— Start —

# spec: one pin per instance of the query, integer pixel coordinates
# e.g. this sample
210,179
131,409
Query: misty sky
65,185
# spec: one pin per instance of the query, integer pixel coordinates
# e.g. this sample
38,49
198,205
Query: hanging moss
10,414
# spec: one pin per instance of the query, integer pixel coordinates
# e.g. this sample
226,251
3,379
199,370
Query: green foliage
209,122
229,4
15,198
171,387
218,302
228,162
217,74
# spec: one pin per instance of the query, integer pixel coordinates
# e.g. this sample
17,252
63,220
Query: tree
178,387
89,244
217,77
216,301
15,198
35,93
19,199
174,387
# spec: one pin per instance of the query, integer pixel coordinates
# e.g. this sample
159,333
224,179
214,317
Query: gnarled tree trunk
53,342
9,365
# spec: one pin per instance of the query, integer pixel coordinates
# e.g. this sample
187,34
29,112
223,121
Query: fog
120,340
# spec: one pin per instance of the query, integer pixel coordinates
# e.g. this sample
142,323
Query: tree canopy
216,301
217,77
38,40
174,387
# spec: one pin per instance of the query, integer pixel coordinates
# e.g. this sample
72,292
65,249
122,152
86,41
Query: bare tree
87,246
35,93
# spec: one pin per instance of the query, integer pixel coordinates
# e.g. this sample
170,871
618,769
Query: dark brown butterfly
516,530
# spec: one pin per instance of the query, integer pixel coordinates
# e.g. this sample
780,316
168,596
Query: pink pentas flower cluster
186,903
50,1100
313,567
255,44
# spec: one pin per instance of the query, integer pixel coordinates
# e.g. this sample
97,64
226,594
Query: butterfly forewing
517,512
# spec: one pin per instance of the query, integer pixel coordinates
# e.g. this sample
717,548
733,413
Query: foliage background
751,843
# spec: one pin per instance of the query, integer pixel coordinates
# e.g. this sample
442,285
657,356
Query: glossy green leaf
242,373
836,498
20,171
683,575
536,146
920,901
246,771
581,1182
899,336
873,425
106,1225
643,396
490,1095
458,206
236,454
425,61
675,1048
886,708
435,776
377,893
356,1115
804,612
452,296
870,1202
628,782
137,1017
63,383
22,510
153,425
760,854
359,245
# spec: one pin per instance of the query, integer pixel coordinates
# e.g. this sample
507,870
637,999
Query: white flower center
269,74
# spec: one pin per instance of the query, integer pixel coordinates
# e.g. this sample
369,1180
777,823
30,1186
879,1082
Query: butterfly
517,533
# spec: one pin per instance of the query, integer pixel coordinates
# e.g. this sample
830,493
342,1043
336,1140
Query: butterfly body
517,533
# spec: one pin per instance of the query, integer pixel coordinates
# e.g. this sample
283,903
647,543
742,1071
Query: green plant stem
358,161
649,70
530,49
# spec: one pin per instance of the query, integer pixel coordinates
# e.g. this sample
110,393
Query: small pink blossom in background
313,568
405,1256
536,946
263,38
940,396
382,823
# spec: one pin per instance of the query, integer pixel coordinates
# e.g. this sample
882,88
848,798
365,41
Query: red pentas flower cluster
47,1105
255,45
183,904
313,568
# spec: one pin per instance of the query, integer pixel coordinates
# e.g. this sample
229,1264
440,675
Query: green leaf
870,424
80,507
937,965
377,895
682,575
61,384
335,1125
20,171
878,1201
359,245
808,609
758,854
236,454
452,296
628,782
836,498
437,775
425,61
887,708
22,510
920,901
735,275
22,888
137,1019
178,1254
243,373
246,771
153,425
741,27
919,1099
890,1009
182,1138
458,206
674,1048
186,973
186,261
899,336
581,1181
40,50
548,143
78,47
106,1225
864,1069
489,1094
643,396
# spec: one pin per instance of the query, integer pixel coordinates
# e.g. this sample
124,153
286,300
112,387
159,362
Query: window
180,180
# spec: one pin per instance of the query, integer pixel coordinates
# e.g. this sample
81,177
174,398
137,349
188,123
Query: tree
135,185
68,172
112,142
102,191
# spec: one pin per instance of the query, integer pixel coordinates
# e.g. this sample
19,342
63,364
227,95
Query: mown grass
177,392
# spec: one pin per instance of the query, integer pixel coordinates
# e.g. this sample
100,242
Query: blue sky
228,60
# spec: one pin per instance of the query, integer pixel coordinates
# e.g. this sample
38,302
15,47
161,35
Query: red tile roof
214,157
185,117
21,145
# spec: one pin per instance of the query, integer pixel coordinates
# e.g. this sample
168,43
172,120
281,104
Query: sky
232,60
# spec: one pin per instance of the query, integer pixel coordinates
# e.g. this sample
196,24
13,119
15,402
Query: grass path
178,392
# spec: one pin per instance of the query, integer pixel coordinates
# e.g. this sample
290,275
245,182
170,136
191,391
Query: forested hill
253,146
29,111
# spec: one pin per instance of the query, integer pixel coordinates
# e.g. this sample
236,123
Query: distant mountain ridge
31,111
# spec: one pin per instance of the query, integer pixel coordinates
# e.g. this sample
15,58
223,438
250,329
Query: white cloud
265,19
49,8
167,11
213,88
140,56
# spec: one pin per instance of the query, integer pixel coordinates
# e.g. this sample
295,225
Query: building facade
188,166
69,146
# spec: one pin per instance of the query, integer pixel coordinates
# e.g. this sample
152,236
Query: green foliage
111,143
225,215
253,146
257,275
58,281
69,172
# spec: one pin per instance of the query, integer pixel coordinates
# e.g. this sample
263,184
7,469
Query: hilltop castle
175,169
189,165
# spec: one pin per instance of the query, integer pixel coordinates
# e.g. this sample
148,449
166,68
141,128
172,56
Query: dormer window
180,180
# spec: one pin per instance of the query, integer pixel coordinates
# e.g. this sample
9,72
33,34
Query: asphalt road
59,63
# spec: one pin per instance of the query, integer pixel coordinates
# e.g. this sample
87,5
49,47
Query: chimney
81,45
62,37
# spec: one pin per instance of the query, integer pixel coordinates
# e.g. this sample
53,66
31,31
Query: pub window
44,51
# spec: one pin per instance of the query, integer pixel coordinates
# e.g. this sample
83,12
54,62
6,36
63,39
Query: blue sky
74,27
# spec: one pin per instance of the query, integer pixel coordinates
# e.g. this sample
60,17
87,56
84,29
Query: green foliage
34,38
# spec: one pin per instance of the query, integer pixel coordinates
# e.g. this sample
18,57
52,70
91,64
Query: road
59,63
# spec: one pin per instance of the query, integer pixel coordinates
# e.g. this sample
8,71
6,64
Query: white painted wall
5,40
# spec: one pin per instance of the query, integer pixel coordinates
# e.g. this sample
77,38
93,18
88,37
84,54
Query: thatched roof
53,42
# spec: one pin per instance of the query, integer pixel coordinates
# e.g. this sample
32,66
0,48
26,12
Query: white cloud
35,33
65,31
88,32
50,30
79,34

— End —

Count the lines in the records above that contain the word "pink", matching case exactly, and reply with only that number.

2